# LESETEXT
##############################
Entscheidungsstichwort (Thema)
Allgemeines Polizeirecht. Zustandshaftung. Erbbauberechtigter. Sanierungsanordnung
Leitsatz (amtlich)
Der Erbbauberechtigte steht polizeirechtlich dem Eigentümer nicht gleich und kann deshalb nicht als Zustandstörer in Anspruch genommen werden, wenn er nicht zugleich Inhaber der tatsächlichen Gewalt über die störende Sache ist.
Normenkette
PolG § 7
Verfahrensgang
VG Stuttgart (Gerichtsbescheid vom 28.10.1996; Aktenzeichen 18 K 3591/95) |
Tenor
Die Berufung des beklagten Landes gegen den Gerichtsbescheid des Verwaltungsgerichts Stuttgart vom 28. Oktober 1996 – 18 K 3591/95 – wird zurückgewiesen.
Das beklagte Land trägt die Kosten des Berufungsverfahrens mit Ausnahme der außergerichtlichen Kosten der Beigeladenen.
Die Revision wird nicht zugelassen.
Tatbestand
Der Kläger wendet sich gegen seine Heranziehung zur Beseitigung von CKW-Verunreinigungen und zur Übernahme der für Erkundungsmaßnahmen und die im Wege der Ersatzvornahme durchgeführte Sanierung entstandenen Kosten.
Er unterhielt von Anfang der sechziger Jahre bis zum 1.6.1986 auf dem Grundstück Parkstraße 5 in Ostfildern-Nellingen einen Betrieb zur Herstellung von Metallteilen. Das Grundstück steht im Eigentum der Beigeladenen, der Kläger war seit etwa 1960 Erbbauberechtigter. Am 1.5.1986 verkaufte und übergab er das Betriebsgebäude und das Erbbaurecht an eine GmbH, die den Metallverarbeitungsbetrieb bis zum 31.12.1986 fortführte. Auch danach blieb das Gelände bis Anfang 1991 im Besitz der geschäftsführenden Gesellschafter der GmbH, die dem Kläger seit Juni 1986 den Zutritt zu dem Anwesen verwehrten und in der Folgezeit die Schlösser austauschten. Gegen Sanierungsmaßnahmen erhoben sie allerdings keine Einwendungen. Zur dinglichen Übertragung des Erbbaurechts auf die GmbH kam es nicht. Nach einem vor dem Oberlandesgericht Stuttgart am 11.12.1990 geschlossenen Vergleich verblieb dies bei dem Kläger, der das Anwesen 1991 wieder in Besitz nahm.
Im August 1986 erhielt das Landratsamt Esslingen Hinweise auf mögliche Verunreinigungen des Grundstücks. Boden- und Bodenluftanalysen ergaben teilweise erhebliche Belastungen durch Trichlorethylen (Tri) und Tetrachloretyhlen (Per). Nach entsprechender Ankündigung des Landratsamtes (Bescheid vom 15.7.1987) führte ein Institut für Hydrogeologie im Wege der unmittelbaren Ausführung weitere Sondierungen durch Niederbringung einer Rammkernbohrung durch. Es stellte dafür DM 18.891,74 in Rechnung. Diesen Betrag forderte das Landratsamt mit Bescheid vom 17.11.1987 von dem Kläger und ordnete – sofort vollziehbar – die Sanierung des Grundwassers und des über dem Grundwasserspiegel stehenden CKW-verseuchten Bodens unter Androhung der Ersatzvornahme an. Der Kläger wurde ausdrücklich als Zustandsstörer herangezogen. Da er der Anordnung nicht nachkam, ordnete das Landratsamt Esslingen mit Bescheid vom 18.1.1988 die Durchführung der Ersatzvornahme an. Mit Bescheid vom 14.1.1993 setzte das Landratsamt die Kosten der inzwischen durchgeführten Ersatzvornahme auf DM 91.668,24 fest.
##############################
# VORLIEGENDE EINTRÄGE
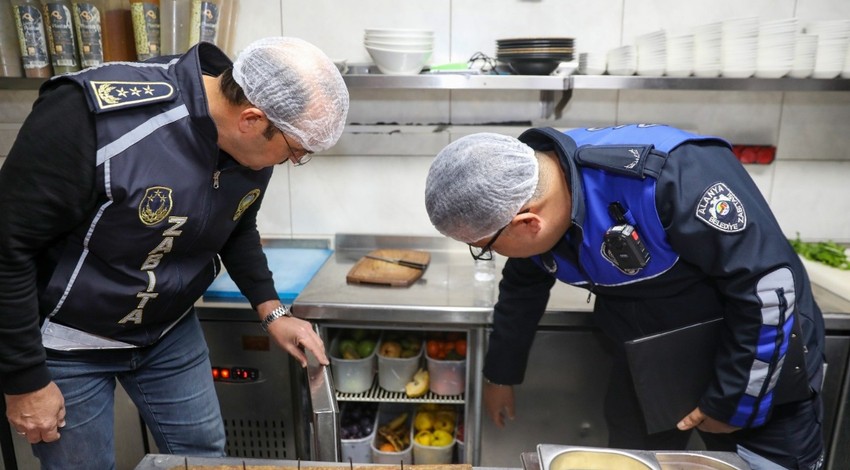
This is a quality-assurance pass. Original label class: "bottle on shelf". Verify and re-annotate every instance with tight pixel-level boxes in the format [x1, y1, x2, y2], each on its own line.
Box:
[159, 0, 192, 55]
[189, 0, 229, 45]
[73, 0, 104, 67]
[101, 0, 136, 62]
[12, 0, 53, 78]
[130, 0, 161, 60]
[41, 0, 80, 75]
[0, 0, 24, 77]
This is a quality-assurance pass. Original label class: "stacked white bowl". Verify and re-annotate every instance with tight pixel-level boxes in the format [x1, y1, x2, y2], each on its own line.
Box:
[635, 29, 667, 77]
[578, 51, 608, 75]
[363, 28, 434, 75]
[608, 45, 637, 75]
[755, 18, 797, 78]
[665, 33, 694, 77]
[720, 16, 759, 78]
[694, 22, 723, 78]
[806, 20, 850, 78]
[788, 33, 818, 78]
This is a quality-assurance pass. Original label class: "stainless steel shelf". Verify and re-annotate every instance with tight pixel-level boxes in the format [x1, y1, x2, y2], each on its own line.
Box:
[570, 75, 850, 91]
[343, 74, 850, 91]
[336, 379, 464, 405]
[343, 74, 569, 90]
[6, 74, 850, 91]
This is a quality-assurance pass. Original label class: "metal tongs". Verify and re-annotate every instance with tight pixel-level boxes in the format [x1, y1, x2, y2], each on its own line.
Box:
[366, 255, 428, 271]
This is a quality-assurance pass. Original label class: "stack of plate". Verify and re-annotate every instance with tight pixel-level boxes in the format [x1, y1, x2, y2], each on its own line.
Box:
[694, 22, 722, 77]
[578, 51, 608, 75]
[755, 18, 797, 78]
[363, 28, 434, 75]
[665, 34, 694, 77]
[720, 16, 759, 78]
[806, 20, 850, 78]
[608, 45, 637, 75]
[635, 30, 667, 76]
[788, 34, 818, 78]
[496, 38, 575, 75]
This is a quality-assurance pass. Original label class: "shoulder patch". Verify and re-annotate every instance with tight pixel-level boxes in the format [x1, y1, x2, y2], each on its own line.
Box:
[88, 80, 175, 112]
[696, 182, 747, 233]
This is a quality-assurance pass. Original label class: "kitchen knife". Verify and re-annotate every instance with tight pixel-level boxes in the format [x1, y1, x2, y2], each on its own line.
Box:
[366, 255, 428, 271]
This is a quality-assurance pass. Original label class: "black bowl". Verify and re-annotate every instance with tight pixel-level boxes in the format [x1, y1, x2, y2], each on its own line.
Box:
[505, 58, 561, 75]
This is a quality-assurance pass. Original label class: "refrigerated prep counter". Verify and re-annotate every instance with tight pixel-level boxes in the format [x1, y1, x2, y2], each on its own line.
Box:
[293, 235, 850, 468]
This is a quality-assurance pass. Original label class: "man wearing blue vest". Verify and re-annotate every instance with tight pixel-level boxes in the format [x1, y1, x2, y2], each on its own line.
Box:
[0, 37, 349, 470]
[425, 124, 825, 469]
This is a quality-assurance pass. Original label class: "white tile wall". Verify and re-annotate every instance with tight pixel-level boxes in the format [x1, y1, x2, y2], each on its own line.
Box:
[0, 0, 850, 242]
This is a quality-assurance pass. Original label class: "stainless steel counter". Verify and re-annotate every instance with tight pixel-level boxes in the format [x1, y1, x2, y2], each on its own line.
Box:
[293, 235, 592, 326]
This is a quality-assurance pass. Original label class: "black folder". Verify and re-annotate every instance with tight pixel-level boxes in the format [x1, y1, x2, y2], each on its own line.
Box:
[625, 318, 723, 434]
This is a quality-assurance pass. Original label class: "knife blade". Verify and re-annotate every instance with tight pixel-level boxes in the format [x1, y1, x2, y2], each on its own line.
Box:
[366, 255, 428, 271]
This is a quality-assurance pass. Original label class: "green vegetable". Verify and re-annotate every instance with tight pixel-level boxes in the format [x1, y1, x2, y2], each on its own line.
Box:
[788, 233, 850, 271]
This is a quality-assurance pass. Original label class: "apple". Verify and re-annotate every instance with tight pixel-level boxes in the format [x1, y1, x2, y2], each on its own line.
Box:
[357, 339, 375, 357]
[431, 429, 453, 447]
[413, 411, 434, 431]
[404, 369, 430, 398]
[379, 341, 401, 357]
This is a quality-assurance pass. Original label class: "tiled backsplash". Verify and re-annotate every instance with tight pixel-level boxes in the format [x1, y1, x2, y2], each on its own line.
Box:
[0, 0, 850, 242]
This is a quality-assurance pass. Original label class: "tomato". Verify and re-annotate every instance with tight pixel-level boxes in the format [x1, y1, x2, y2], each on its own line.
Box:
[425, 339, 441, 358]
[455, 339, 466, 357]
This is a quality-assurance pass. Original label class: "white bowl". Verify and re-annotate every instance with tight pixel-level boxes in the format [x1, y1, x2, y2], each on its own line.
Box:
[366, 46, 432, 75]
[363, 39, 434, 51]
[364, 28, 434, 37]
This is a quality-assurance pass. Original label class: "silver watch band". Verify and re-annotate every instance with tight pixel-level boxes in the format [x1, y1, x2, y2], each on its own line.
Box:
[260, 305, 292, 333]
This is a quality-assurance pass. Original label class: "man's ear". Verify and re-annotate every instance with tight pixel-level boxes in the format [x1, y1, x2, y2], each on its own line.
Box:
[239, 107, 266, 132]
[511, 212, 544, 236]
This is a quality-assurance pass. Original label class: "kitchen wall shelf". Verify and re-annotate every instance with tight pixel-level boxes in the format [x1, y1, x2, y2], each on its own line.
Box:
[343, 74, 850, 91]
[6, 74, 850, 91]
[6, 73, 850, 119]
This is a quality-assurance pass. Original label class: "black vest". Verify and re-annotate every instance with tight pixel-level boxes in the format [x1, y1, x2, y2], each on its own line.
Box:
[39, 43, 272, 349]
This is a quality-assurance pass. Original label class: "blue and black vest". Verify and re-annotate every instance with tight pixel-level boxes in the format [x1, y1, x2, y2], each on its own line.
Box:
[40, 43, 272, 349]
[520, 124, 728, 288]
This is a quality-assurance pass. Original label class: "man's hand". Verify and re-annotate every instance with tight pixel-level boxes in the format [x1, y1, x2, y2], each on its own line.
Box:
[483, 380, 514, 429]
[6, 382, 65, 444]
[676, 408, 741, 434]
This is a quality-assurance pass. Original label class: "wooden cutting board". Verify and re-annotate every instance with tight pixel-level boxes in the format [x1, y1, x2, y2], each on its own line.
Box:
[174, 464, 472, 470]
[345, 249, 431, 287]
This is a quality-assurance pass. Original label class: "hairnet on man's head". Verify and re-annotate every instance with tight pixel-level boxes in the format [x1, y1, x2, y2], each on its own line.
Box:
[233, 37, 348, 152]
[425, 132, 538, 243]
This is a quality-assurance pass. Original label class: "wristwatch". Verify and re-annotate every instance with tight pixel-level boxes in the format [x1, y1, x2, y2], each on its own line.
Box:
[260, 305, 292, 333]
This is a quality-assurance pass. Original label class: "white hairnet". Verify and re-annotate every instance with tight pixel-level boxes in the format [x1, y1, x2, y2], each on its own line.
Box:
[425, 132, 538, 243]
[233, 37, 348, 152]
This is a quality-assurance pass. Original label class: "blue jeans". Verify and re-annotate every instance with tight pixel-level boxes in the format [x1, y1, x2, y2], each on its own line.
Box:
[33, 313, 225, 470]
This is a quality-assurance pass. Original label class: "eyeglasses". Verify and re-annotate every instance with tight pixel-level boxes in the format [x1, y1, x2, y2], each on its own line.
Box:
[469, 222, 511, 261]
[467, 209, 531, 261]
[280, 131, 313, 166]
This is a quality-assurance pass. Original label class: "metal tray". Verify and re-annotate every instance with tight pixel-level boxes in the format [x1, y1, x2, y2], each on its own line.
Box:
[537, 444, 750, 470]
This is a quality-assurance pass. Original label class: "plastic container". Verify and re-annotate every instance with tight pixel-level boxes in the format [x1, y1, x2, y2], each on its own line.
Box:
[340, 402, 378, 463]
[73, 0, 105, 68]
[41, 0, 80, 75]
[413, 437, 457, 465]
[12, 0, 53, 78]
[0, 0, 24, 77]
[159, 0, 192, 55]
[425, 355, 466, 396]
[411, 404, 460, 465]
[100, 0, 136, 62]
[378, 332, 425, 392]
[130, 0, 161, 60]
[371, 403, 413, 465]
[331, 336, 378, 393]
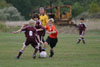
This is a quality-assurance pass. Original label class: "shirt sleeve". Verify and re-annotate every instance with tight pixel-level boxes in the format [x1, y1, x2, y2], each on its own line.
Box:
[45, 15, 48, 24]
[21, 27, 27, 32]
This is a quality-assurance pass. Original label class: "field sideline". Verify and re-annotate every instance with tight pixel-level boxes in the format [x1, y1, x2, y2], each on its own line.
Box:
[0, 32, 100, 67]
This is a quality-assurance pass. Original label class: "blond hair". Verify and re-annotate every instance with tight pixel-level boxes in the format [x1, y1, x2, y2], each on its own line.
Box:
[48, 18, 54, 23]
[29, 19, 36, 26]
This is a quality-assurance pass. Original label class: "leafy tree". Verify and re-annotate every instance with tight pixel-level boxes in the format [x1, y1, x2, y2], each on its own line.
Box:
[89, 2, 100, 14]
[72, 2, 84, 17]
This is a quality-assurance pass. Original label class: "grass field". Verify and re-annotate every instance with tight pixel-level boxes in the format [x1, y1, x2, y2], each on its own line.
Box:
[0, 32, 100, 67]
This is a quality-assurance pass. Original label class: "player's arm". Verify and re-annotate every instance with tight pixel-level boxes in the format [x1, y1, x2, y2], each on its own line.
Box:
[12, 25, 24, 34]
[46, 30, 56, 34]
[36, 28, 43, 31]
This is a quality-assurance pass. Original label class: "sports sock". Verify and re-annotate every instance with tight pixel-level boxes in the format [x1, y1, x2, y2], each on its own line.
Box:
[39, 46, 42, 52]
[17, 50, 23, 59]
[82, 37, 85, 44]
[49, 50, 54, 57]
[77, 38, 81, 44]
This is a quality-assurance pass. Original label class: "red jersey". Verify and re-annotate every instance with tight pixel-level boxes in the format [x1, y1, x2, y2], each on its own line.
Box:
[45, 26, 58, 38]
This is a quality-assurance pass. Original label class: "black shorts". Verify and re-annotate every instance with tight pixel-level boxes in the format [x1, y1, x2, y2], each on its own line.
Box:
[46, 37, 58, 48]
[24, 39, 38, 48]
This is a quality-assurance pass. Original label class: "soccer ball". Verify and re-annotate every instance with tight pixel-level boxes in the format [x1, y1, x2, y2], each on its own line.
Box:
[40, 51, 47, 58]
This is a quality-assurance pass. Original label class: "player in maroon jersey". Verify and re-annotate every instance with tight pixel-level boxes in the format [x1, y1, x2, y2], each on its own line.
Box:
[32, 14, 45, 52]
[77, 18, 86, 44]
[13, 20, 40, 59]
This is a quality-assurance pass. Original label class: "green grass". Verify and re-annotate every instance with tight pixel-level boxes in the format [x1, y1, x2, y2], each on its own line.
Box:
[0, 33, 100, 67]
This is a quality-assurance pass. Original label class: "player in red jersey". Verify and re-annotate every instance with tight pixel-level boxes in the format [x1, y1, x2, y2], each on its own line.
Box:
[13, 20, 40, 59]
[77, 18, 86, 44]
[44, 18, 58, 57]
[32, 14, 45, 52]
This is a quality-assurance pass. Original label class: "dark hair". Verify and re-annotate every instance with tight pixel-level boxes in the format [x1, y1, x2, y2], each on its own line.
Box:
[33, 14, 40, 19]
[80, 18, 84, 20]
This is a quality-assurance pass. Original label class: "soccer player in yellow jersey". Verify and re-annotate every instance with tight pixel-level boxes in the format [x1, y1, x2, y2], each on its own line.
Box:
[40, 7, 48, 26]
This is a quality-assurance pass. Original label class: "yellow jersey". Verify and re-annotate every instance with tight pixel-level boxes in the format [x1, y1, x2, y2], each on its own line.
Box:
[40, 14, 48, 26]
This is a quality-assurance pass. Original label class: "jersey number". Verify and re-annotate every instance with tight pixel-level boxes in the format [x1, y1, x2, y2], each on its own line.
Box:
[29, 31, 33, 36]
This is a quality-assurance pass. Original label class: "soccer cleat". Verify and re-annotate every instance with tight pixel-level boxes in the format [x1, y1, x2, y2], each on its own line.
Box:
[33, 54, 36, 59]
[41, 48, 45, 51]
[16, 56, 20, 59]
[83, 40, 85, 44]
[49, 51, 54, 57]
[77, 39, 81, 44]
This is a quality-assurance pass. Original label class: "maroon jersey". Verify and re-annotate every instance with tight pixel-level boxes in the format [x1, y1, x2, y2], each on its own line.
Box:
[78, 23, 86, 31]
[22, 26, 38, 40]
[35, 22, 45, 37]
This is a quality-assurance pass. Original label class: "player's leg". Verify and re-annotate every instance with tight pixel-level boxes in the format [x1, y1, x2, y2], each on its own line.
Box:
[77, 31, 82, 44]
[42, 37, 50, 51]
[81, 31, 85, 44]
[49, 38, 58, 57]
[16, 44, 26, 59]
[31, 40, 40, 59]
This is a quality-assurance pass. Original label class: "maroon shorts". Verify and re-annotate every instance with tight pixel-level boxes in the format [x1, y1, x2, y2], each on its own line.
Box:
[24, 39, 38, 48]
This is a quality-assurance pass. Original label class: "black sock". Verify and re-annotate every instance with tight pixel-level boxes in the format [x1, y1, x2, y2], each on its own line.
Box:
[77, 39, 81, 44]
[34, 48, 38, 55]
[17, 50, 23, 59]
[39, 46, 42, 52]
[49, 51, 54, 57]
[33, 48, 39, 59]
[82, 37, 85, 44]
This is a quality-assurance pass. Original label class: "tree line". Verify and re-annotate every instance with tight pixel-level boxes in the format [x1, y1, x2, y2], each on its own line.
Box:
[0, 0, 100, 20]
##############################
# ARBEITSAUFTRAG
Schreibe die Gerichtsentscheidung zur Zustandshaftung des Erbbauberechtigten im Anschluss an ihren letzten Satz weiter.

# AUSGABE
Mit einheitlichem Widerspruchsbescheid vom 12.7.1995, dem Kläger zugestellt am 31.7.1995, wies das Regierungspräsidium Stuttgart seine Widersprüche gegen die Bescheide vom 17.11.1987, vom 18.1.1988 und vom 14.1.1993 zurück.
Am 22.8.1995 hat der Kläger beim Verwaltungsgericht Stuttgart Anfechtungsklage erhoben. Er hat vorgetragen, er habe die Verunreinigungen des Grundstücks weder verursacht noch verschuldet. Als Zustandsstörer könne er nicht in Anspruch genommen werden, da er weder Eigentümer sei noch im maßgeblichen Zeitraum die tatsächliche Gewalt über das Grundstück ausgeübt habe. Seine Stellung als Erbbauberechtigter mache ihn nicht zum Zustandsstörer. Der Beklagte und die Beigeladene haben die angefochtenen Bescheide verteidigt und geltend gemacht, der Erbbauberechtigte sei Zustandsstörer im Sinne von § 7 PolG.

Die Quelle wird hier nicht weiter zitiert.